◆ **Given instruction**
Quote the lines from the line holding "the black storage" to the very end of the listing, exactly, and no others.

Stored entries
########################################

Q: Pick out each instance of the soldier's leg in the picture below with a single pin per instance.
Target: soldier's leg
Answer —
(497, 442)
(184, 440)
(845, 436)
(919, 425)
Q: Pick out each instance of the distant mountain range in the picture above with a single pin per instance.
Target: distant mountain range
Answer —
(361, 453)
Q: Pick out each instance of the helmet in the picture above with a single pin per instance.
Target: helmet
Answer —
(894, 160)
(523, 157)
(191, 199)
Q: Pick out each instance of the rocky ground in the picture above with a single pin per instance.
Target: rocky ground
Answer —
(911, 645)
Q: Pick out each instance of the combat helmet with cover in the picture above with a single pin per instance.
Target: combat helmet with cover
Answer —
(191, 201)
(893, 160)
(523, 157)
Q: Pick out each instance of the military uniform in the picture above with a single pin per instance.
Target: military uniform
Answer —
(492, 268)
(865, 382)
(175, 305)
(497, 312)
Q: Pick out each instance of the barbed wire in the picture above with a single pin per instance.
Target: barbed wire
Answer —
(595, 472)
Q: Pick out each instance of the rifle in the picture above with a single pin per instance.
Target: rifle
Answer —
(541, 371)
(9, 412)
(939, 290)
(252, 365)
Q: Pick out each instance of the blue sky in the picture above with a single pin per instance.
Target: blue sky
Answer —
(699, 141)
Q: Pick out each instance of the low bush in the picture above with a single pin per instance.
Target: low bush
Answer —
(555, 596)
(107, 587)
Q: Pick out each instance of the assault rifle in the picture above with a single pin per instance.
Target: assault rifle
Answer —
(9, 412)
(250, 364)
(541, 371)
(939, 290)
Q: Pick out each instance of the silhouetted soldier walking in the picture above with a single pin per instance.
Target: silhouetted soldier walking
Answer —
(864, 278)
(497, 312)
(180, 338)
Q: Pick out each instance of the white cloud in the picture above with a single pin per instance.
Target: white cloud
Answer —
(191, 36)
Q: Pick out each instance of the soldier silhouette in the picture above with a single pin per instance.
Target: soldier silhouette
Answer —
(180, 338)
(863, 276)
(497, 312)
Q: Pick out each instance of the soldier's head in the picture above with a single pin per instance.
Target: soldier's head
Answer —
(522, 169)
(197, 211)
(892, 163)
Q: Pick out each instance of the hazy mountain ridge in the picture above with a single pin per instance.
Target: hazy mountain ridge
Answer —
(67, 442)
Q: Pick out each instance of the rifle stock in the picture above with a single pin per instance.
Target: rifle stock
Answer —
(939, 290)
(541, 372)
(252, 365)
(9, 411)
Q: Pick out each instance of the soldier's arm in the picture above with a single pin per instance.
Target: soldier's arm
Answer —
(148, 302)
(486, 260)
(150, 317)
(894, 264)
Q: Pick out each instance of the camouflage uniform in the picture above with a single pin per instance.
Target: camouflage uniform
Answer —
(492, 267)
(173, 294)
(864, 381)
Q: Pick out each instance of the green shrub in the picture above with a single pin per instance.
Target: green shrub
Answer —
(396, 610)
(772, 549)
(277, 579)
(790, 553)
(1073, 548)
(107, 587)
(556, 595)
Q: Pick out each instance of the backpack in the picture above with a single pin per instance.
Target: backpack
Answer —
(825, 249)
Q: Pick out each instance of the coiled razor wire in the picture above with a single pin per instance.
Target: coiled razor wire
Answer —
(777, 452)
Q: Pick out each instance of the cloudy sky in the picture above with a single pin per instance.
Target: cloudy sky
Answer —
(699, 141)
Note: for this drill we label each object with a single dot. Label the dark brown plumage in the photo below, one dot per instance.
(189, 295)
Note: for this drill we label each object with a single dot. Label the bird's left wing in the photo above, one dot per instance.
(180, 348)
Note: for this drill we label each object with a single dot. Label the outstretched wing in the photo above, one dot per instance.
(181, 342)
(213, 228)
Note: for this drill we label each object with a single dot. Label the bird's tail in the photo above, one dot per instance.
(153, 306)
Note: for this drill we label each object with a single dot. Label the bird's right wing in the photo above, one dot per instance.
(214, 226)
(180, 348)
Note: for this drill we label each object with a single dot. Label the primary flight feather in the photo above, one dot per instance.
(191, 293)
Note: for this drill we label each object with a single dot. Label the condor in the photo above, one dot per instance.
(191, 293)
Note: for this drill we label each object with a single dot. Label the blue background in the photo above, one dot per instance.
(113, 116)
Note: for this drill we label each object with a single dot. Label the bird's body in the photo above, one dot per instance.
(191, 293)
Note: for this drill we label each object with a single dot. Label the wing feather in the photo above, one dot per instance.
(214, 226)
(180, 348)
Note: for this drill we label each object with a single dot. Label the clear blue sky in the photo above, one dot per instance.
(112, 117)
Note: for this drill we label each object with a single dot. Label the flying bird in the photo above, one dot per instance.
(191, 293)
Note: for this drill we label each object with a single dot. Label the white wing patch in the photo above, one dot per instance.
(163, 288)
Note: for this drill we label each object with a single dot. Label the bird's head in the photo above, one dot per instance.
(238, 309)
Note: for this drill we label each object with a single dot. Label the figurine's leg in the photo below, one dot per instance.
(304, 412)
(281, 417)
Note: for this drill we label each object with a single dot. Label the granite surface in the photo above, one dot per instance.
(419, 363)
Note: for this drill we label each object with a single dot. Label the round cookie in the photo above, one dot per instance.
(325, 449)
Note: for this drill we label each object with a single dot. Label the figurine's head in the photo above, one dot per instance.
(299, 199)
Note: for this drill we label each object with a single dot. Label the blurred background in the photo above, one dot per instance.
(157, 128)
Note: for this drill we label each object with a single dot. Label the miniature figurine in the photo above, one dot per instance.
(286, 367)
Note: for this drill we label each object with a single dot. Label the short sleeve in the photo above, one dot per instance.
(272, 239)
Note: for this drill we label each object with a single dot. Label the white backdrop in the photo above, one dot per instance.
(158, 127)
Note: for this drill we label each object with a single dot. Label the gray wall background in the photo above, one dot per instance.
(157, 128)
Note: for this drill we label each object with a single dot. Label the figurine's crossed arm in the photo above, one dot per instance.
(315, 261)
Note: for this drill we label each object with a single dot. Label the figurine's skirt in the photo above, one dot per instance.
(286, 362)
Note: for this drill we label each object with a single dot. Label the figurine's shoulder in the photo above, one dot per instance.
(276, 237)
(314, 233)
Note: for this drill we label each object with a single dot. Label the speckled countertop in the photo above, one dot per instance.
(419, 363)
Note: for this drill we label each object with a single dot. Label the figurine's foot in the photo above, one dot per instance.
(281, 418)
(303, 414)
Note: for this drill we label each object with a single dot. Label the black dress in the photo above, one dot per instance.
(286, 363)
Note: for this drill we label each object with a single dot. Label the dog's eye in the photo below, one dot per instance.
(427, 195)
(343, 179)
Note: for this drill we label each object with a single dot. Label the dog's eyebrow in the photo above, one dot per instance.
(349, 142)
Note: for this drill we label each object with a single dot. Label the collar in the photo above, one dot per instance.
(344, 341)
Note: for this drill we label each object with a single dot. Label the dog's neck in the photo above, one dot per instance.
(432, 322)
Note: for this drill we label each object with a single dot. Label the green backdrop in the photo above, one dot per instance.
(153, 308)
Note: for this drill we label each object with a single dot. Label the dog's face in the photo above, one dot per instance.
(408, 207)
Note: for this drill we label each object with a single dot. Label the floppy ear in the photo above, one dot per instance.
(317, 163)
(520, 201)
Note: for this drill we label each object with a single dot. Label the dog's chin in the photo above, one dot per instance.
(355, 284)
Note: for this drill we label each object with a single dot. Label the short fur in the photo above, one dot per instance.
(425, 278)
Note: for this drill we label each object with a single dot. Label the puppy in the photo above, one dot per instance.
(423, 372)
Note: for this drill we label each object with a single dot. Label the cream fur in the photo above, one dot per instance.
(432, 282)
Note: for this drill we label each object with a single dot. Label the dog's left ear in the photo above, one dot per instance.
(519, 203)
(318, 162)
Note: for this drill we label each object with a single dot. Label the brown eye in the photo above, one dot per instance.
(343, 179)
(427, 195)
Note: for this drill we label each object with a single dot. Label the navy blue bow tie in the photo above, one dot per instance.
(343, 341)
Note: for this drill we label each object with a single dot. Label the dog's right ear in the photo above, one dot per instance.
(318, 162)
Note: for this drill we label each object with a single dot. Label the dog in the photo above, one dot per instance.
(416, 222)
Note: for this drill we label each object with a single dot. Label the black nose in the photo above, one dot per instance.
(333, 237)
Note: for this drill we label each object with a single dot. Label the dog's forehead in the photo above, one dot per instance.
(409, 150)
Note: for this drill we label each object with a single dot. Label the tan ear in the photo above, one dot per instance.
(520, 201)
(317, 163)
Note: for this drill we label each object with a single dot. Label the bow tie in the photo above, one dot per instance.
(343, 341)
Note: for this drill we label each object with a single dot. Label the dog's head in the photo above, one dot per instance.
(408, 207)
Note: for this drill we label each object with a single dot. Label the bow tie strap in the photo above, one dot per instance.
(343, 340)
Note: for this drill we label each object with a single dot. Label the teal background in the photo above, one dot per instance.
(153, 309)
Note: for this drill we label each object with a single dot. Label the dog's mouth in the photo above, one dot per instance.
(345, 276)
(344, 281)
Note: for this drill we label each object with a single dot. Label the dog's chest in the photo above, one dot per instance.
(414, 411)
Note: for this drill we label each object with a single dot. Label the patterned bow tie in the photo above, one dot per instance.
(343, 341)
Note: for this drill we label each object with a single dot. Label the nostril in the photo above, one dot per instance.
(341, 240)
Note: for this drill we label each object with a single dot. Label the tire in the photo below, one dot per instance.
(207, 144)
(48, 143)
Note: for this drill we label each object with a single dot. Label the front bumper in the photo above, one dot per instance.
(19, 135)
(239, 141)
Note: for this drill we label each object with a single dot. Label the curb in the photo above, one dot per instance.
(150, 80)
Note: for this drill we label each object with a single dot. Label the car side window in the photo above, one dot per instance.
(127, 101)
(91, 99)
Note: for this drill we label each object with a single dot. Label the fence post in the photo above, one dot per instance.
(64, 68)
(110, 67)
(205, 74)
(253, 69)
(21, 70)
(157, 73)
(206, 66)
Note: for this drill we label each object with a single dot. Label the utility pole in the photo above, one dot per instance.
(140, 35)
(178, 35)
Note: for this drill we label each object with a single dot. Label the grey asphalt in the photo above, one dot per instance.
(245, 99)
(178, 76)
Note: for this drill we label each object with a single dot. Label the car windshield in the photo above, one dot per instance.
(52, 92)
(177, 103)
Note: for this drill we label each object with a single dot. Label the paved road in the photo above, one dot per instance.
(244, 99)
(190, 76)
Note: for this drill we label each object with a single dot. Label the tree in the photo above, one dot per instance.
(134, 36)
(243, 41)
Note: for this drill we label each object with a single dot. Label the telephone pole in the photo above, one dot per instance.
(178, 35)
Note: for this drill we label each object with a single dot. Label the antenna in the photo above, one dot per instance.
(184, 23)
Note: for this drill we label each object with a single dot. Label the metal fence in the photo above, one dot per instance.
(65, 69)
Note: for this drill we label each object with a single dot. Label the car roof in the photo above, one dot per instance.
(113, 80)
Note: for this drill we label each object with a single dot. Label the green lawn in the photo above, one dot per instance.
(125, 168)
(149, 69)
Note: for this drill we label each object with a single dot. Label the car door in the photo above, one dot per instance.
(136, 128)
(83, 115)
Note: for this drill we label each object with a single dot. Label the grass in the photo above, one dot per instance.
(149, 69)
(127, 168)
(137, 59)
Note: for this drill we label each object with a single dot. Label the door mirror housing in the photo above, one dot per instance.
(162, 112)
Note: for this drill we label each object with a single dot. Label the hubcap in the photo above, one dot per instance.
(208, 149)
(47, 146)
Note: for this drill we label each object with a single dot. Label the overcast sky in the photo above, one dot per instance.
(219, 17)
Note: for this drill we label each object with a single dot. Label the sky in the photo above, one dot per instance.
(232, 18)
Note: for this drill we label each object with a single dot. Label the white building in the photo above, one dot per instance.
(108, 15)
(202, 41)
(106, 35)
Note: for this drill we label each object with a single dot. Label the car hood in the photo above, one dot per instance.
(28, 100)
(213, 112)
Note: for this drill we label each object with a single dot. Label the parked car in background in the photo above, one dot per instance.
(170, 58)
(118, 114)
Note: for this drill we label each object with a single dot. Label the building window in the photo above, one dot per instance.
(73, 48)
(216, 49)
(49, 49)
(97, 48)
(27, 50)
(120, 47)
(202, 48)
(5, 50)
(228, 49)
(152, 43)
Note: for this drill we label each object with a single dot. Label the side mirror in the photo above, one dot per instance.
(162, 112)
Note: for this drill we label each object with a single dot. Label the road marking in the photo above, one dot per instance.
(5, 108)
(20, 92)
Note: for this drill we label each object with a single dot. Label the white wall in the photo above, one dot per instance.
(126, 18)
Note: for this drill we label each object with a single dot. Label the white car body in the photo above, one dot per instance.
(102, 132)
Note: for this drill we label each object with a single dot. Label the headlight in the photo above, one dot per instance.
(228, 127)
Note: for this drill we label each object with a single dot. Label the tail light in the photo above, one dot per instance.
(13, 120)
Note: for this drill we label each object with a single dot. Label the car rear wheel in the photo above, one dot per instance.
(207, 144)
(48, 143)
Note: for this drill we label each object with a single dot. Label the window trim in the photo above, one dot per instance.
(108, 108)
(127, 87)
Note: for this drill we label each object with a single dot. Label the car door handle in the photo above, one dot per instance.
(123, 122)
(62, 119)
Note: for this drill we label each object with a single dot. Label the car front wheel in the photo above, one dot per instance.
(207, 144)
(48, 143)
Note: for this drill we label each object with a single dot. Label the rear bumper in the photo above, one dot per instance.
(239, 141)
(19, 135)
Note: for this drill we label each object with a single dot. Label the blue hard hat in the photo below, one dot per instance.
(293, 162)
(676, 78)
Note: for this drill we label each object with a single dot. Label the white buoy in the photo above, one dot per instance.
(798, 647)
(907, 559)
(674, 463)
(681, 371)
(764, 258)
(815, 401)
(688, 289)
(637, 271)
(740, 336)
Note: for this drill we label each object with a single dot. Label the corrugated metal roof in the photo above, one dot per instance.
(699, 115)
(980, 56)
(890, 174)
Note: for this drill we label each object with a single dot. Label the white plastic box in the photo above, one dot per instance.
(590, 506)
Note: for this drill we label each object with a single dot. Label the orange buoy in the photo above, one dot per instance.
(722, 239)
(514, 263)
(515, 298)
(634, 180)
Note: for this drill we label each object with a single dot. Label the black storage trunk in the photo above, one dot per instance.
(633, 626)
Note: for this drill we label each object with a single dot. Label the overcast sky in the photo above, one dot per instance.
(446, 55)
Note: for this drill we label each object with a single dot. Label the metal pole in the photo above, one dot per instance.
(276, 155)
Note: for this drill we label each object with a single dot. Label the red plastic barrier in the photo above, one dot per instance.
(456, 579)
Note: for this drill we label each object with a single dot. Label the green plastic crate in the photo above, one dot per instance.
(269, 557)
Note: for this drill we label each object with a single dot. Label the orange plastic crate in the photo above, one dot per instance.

########################################

◆ **Problem solution**
Note: for this drill we label each object with a single dot. Label the black storage trunk in the photo above, one dot per instance.
(633, 626)
Note: for this drill we label each object with a single dot. Label the overcast sky in the photo above, one dot per instance.
(446, 55)
Note: for this drill we label each object with a single dot. Label the metal pole in the photo above, one dot per instance.
(276, 155)
Note: for this drill we label each object with a single dot. Label the red plastic barrier in the photo above, one dot per instance.
(456, 579)
Note: for this drill we label each object with a single dot. Label the green plastic crate in the photo above, one dot per instance.
(269, 557)
Note: for this drill we label each object with a single dot. Label the orange plastic crate in the photo above, one dot per instance.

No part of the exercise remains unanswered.